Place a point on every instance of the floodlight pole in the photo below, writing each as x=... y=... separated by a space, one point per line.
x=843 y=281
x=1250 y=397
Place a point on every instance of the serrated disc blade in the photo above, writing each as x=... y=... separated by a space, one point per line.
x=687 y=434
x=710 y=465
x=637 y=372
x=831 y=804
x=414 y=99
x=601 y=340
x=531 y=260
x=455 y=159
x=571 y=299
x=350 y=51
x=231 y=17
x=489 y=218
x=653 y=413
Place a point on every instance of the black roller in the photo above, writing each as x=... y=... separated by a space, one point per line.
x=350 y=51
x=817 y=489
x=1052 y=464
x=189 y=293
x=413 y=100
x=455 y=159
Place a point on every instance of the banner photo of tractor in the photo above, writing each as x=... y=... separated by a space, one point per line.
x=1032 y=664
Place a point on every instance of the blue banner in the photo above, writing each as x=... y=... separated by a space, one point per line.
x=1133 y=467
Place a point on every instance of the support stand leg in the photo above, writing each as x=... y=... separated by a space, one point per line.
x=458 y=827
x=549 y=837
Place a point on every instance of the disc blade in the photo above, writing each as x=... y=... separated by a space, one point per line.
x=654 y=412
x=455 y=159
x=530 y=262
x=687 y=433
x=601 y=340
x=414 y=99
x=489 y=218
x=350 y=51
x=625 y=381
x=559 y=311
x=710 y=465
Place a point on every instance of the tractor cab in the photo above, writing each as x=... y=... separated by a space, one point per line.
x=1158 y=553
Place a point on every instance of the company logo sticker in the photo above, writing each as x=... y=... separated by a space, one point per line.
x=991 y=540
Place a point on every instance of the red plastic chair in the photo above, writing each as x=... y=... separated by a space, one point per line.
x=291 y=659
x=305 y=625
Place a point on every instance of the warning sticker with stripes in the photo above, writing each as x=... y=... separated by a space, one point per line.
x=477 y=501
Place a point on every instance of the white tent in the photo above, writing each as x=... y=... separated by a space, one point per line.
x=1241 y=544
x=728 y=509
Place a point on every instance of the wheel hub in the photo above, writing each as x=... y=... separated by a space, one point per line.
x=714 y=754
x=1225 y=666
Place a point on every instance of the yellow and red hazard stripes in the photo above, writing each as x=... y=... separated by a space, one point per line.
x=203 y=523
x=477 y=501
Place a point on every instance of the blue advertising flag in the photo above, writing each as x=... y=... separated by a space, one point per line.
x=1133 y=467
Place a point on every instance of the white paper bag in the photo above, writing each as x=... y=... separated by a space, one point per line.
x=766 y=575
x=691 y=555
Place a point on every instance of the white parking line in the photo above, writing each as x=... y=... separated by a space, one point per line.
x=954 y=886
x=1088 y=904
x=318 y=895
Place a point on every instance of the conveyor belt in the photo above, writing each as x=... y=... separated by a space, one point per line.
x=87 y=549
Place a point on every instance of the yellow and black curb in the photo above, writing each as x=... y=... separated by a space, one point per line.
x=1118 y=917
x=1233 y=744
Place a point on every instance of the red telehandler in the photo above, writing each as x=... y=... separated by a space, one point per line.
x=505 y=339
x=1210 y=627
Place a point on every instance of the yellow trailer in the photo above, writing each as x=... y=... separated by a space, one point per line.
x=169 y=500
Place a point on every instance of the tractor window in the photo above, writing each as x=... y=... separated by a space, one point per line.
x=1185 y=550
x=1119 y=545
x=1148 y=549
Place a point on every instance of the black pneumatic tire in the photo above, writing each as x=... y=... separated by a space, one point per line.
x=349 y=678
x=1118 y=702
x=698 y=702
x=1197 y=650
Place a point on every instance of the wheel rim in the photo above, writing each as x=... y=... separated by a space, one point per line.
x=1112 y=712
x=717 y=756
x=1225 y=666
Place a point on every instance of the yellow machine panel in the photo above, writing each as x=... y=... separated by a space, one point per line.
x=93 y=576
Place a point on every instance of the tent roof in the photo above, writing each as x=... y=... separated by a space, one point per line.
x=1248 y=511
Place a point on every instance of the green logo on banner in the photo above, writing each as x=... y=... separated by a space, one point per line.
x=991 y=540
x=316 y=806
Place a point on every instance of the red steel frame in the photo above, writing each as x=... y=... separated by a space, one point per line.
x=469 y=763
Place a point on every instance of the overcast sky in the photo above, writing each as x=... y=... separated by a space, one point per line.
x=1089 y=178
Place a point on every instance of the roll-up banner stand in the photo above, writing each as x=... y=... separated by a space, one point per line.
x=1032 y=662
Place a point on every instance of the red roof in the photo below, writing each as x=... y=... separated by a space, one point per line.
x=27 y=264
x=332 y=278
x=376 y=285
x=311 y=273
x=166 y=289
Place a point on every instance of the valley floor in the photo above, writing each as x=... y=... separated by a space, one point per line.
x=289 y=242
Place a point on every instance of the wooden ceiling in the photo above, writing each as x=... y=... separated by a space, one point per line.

• Required action: Reproduce the data exactly, omitting nothing.

• Answer to this exercise:
Place a point on every instance of the floodlight pole in the photo below, writing each as x=... y=... separated by a space, one point per line.
x=843 y=281
x=1250 y=397
Place a point on every instance of the serrated disc blade in the photo above, writing each as x=... y=... separated by a space, one point per line.
x=687 y=434
x=710 y=465
x=637 y=372
x=831 y=804
x=414 y=99
x=601 y=340
x=531 y=260
x=455 y=159
x=571 y=299
x=350 y=51
x=231 y=17
x=489 y=218
x=653 y=413
Place a point on every instance of the black roller in the photo above, writing each as x=... y=... separated by a space, one point per line.
x=350 y=51
x=817 y=489
x=1052 y=464
x=189 y=293
x=413 y=100
x=455 y=159
Place a point on every instance of the banner photo of tractor in the photo above, writing each as x=... y=... separated by a space, one point per line.
x=1032 y=664
Place a point on every instance of the blue banner in the photo above, writing each as x=... y=... separated by a space, one point per line.
x=1133 y=467
Place a point on every instance of the support stand leg in the photo above, writing each as x=... y=... separated by a space, one point per line.
x=458 y=827
x=549 y=837
Place a point on every instance of the disc blade in the photo above, writing each as x=... y=... separated by a space, one point per line.
x=654 y=412
x=455 y=159
x=530 y=262
x=687 y=433
x=601 y=340
x=414 y=99
x=489 y=218
x=350 y=51
x=625 y=381
x=559 y=311
x=710 y=465
Place a point on every instance of the tractor cab in the photo above, writing each as x=... y=... separated by a space, one point per line.
x=1158 y=553
Place a point on every instance of the company logo sticker in the photo above, writing each as x=... y=... separated by a space, one point per line.
x=991 y=540
Place a point on every instance of the red plastic chair in the photo above, writing each as x=... y=... separated by a space, one point per line.
x=291 y=659
x=305 y=625
Place a point on every instance of the warning sticker with stripes in the photo above, writing each as x=... y=... separated by a space, one point per line.
x=477 y=501
Place a point on every instance of the white tent in the photo above, writing each as x=... y=... separated by a space, one point per line.
x=1241 y=544
x=728 y=509
Place a point on every instance of the wheel hub in the photo above, writing each as x=... y=... separated by a space, one point per line.
x=714 y=754
x=1225 y=666
Place a point on every instance of the yellow and red hazard stripes in the photo above, writing each as x=... y=... separated by a space, one point per line.
x=203 y=523
x=477 y=501
Place a point on every instance of the blue advertising flag in the photo above, writing each as x=... y=... separated by a space, one point per line.
x=1133 y=467
Place a point on every instance of the white paper bag in the photo above, writing each as x=... y=... separated by a space, one point per line.
x=766 y=575
x=691 y=555
Place a point on every instance of the white parking line in the photo above, writing each as x=... y=... separated by a space, one point per line.
x=954 y=886
x=1088 y=904
x=318 y=895
Place a point on every instance of the conveyor belt in the photo above, writing each as x=... y=... separated by a space, one point per line.
x=87 y=549
Place a point on every instance of the yellow and black curb in the photo above, writing each as x=... y=... separated by a space, one point per line.
x=1118 y=917
x=1233 y=744
Place a point on every instance of the red telehandler in the photo above, writing each as x=... y=... separated by a space, one point per line.
x=505 y=339
x=1210 y=627
Place a point on every instance of the yellow trailer in the photo above, writing each as x=... y=... separated by a space, one point per line.
x=169 y=500
Place a point on every instance of the tractor window in the photo above, writing each as x=... y=... separated by a space, one point per line.
x=1185 y=550
x=1119 y=545
x=1148 y=549
Place a point on every instance of the black pneumatic tire in the photo above, writing each as x=... y=... separated by a space, one point per line.
x=349 y=678
x=1118 y=702
x=698 y=702
x=1197 y=650
Place a point on every instance of the wheel rim in the photo above, writing each as x=... y=... separated by a space, one point per line.
x=1112 y=712
x=717 y=756
x=1225 y=666
Place a point on every instance of the yellow machine panel in the photo above, writing each as x=... y=... separated by a space, one point per line.
x=93 y=576
Place a point on every instance of the tent roof in the photo above, writing each as x=... y=... separated by a space, one point per line.
x=1248 y=511
Place a point on every instance of the green logo on banner in the photo above, writing each as x=... y=... separated by a space, one point per line.
x=991 y=540
x=316 y=806
Place a point on every instance of the red steel frame in the photo above, writing each as x=... y=... separated by a space, one point per line.
x=469 y=763
Place a point on every instance of the overcast sky in the photo above, writing each as x=... y=... separated by a space, one point per line.
x=1089 y=178
Place a point on every instance of the roll-up banner stand in the photo above, writing each as x=... y=... separated by a space, one point per line.
x=1032 y=662
Place a point on every instance of the red roof in the photo below, writing each as x=... y=... separated by a space, one point per line.
x=27 y=264
x=332 y=278
x=376 y=285
x=311 y=273
x=166 y=289
Place a point on every instance of the valley floor in the photo above, writing each as x=... y=... separated by a space, one point per line.
x=289 y=242
Place a point on every instance of the wooden ceiling in the photo above, writing each as x=... y=... separated by a space, one point per line.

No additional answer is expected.